__Supplied records__:
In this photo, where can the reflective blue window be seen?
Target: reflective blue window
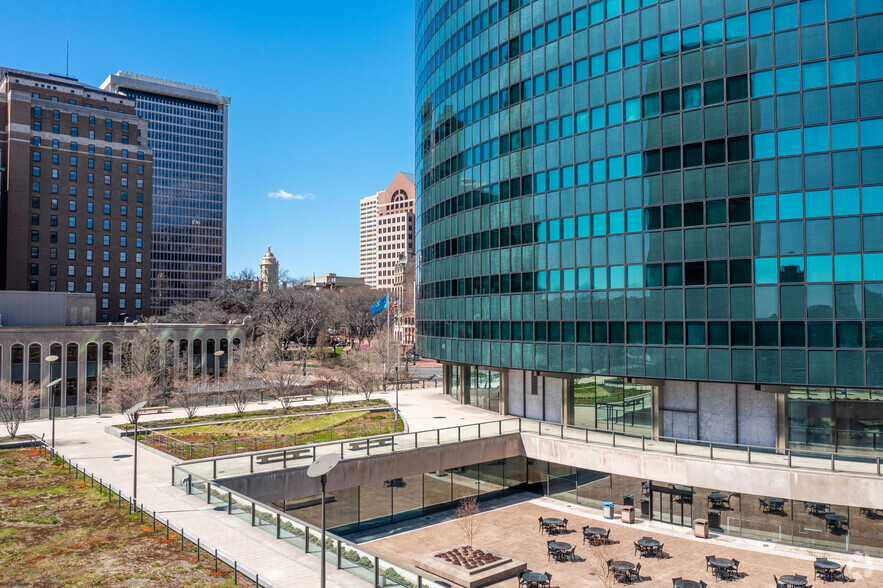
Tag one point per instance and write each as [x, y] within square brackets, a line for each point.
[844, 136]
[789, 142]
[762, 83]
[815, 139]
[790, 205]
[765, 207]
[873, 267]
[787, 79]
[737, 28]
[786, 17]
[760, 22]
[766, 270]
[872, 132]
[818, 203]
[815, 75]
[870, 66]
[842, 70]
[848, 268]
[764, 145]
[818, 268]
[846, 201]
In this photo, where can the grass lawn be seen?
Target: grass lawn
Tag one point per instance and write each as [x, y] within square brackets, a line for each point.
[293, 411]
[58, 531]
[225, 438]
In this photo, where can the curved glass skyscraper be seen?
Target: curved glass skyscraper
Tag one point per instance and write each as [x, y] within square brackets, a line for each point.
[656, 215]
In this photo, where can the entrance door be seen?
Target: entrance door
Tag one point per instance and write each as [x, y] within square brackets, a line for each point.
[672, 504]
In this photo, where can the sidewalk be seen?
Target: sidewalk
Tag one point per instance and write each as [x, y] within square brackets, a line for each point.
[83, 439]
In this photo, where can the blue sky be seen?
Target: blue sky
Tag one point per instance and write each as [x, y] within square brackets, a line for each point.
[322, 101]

__Task brief__: What I need is every record written out exactly, minus the pictures.

__Finished task__:
In this photo, where can the reflective blue window be seen?
Target: reflective blue window
Tag one point per instance and write each as [x, y] within square brackets, a line for each point.
[844, 136]
[789, 142]
[762, 83]
[815, 139]
[790, 205]
[765, 207]
[873, 267]
[787, 79]
[737, 28]
[786, 17]
[760, 22]
[766, 270]
[872, 132]
[818, 203]
[815, 75]
[870, 66]
[842, 70]
[848, 268]
[764, 145]
[818, 268]
[846, 201]
In this photo, where can the grass lawn be seen?
Target: grass lawn
Tag one point per instance and write each as [x, y] within square brackets, a line for each point.
[293, 411]
[58, 531]
[225, 438]
In this photo, where can the curved glass skyscraper be seen?
Target: curved glass skyscraper
Tag one point per instance and write each as [x, y] within square brackets, a line for each point.
[656, 215]
In this photo, where can the entrance door be seen?
Target: entrance door
Tag one point per instance and write each as [x, y] within square brackets, a line for each point.
[672, 504]
In this photo, where can the sidewalk be seen?
Target: sidewalk
Tag one point per instance and write each as [x, y] within square brackets, a line for each point.
[83, 439]
In this photo, where can the blue sky be seen?
Target: blue sky
Tag one point per instance and write each as [x, y] within square brackets, a line for each point.
[322, 101]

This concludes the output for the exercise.